DOCUMENT EXCERPT section start

Vaccines are one of the greatest success stories in public health. Among the most cost-effective ways to prevent disease, every dollar invested in the U.S. childhood immunization program reaps ten dollars in societal savings and three dollars in direct medical savings. Over the past 27 years, childhood vaccinations have prevented an estimated 419 million illnesses and 936,000 deaths, saving $406 billion in direct costs and $1.9 trillion in total societal costs.
While vaccination rates remain high nationwide, approximately 50,000 adults and 300 children in the U.S. die annually from vaccine-preventable diseases and their complications. The country continues to spend nearly $27 billion annually to treat four vaccine-preventable illnesses in adults over the age of 50 — flu, pertussis, pneumococcal (pneumonia), and shingles. Evidently, more work is necessary to expand the life- and cost-saving benefits of vaccines to all in need. Maintaining high immunization coverage is vital for preventing epidemics of diseases that cause preventable illness, disability, and death.
Immunization infrastructure is critical to achieving this goal, especially since public health priorities shift rapidly in the event of an outbreak of a vaccine-preventable disease, a bioterrorism event, or a novel virus. As evidenced by the 2019 measles outbreak, the worst on record since 1992, the 317 program is critical to fund the surveillance, epidemiology, and laboratory capacity necessary to track disease and ensure those in contact with those infected are immunized. The COVID-19 pandemic further spotlighted the desperate need for a properly outfitted national immunization infrastructure. Data reporting challenges, limited workforce, lack of enrolled adult providers, vaccine hesitancy, and health disparities obstructed the efficient rollout of the COVID-19 vaccination campaign. Increased and sustained investment is needed to modernize immunization information systems (IIS), establish interstate IIS data sharing, develop a network of adult immunization providers reporting data into IIS, and engage with communities to build vaccine confidence and reduce disparities.

DOCUMENT EXCERPT section end

→ **WHAT YOU WILL DO**:
Reproduce the passage on vaccines and immunization infrastructure in full, word for word.

DATASET section start

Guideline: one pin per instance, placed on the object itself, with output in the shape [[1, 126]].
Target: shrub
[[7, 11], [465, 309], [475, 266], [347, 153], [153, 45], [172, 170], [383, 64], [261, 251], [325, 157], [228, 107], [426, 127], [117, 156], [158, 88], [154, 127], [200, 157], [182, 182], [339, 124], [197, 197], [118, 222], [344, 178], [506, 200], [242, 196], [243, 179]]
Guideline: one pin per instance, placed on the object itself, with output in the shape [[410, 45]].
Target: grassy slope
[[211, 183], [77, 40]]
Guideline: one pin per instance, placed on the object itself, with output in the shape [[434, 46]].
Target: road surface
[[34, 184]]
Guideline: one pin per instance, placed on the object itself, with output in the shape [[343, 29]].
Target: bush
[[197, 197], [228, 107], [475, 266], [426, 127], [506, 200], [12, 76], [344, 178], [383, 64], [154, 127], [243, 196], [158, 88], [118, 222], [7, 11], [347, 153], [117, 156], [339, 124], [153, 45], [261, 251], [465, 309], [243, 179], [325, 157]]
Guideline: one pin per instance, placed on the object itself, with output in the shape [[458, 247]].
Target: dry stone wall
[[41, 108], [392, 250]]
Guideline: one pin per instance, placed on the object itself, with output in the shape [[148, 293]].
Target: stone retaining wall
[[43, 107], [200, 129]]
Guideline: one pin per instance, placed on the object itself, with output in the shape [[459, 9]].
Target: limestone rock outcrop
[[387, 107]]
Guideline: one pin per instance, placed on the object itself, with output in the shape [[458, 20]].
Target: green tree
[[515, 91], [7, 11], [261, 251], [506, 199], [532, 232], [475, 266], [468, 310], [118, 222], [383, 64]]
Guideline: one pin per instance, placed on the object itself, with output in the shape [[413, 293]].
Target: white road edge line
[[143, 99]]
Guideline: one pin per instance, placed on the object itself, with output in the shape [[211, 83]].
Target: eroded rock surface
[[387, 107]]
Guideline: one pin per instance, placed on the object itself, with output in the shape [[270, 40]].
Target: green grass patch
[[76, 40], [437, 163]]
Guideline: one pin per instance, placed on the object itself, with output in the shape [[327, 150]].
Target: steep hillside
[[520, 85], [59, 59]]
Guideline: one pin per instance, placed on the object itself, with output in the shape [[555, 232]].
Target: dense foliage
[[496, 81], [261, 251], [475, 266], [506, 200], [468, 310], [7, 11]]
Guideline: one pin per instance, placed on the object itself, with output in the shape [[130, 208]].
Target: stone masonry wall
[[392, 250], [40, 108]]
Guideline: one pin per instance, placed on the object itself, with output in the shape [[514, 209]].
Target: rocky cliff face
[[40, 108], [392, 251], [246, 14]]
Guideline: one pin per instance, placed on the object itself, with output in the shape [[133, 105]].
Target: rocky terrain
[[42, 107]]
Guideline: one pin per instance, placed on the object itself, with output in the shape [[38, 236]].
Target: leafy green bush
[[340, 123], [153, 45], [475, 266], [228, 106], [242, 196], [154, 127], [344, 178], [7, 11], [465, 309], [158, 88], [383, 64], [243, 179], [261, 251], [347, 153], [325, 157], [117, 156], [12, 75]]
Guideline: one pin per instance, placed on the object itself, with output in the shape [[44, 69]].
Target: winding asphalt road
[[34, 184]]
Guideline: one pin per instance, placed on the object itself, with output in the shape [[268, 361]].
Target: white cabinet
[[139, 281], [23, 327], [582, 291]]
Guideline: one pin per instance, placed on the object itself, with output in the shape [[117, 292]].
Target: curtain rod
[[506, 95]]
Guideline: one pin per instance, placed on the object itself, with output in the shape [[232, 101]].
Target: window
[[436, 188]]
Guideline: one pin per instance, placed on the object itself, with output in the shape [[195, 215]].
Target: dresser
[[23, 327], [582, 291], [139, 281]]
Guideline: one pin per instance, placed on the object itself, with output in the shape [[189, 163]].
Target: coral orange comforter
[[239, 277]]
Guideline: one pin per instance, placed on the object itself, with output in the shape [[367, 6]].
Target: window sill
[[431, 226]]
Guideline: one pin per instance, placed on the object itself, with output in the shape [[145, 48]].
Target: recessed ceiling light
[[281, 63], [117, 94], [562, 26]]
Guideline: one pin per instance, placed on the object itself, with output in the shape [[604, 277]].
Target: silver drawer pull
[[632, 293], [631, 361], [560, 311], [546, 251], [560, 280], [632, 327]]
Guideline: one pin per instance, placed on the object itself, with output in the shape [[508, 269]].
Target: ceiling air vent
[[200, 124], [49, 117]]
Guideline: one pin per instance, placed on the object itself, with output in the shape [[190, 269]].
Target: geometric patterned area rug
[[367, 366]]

DATASET section end

→ **EXERCISE RESPONSE**:
Vaccines are one of the greatest success stories in public health. Among the most cost-effective ways to prevent disease, every dollar invested in the U.S. childhood immunization program reaps ten dollars in societal savings and three dollars in direct medical savings. Over the past 27 years, childhood vaccinations have prevented an estimated 419 million illnesses and 936,000 deaths, saving $406 billion in direct costs and $1.9 trillion in total societal costs.
While vaccination rates remain high nationwide, approximately 50,000 adults and 300 children in the U.S. die annually from vaccine-preventable diseases and their complications. The country continues to spend nearly $27 billion annually to treat four vaccine-preventable illnesses in adults over the age of 50 — flu, pertussis, pneumococcal (pneumonia), and shingles. Evidently, more work is necessary to expand the life- and cost-saving benefits of vaccines to all in need. Maintaining high immunization coverage is vital for preventing epidemics of diseases that cause preventable illness, disability, and death.
Immunization infrastructure is critical to achieving this goal, especially since public health priorities shift rapidly in the event of an outbreak of a vaccine-preventable disease, a bioterrorism event, or a novel virus. As evidenced by the 2019 measles outbreak, the worst on record since 1992, the 317 program is critical to fund the surveillance, epidemiology, and laboratory capacity necessary to track disease and ensure those in contact with those infected are immunized. The COVID-19 pandemic further spotlighted the desperate need for a properly outfitted national immunization infrastructure. Data reporting challenges, limited workforce, lack of enrolled adult providers, vaccine hesitancy, and health disparities obstructed the efficient rollout of the COVID-19 vaccination campaign. Increased and sustained investment is needed to modernize immunization information systems (IIS), establish interstate IIS data sharing, develop a network of adult immunization providers reporting data into IIS, and engage with communities to build vaccine confidence and reduce disparities.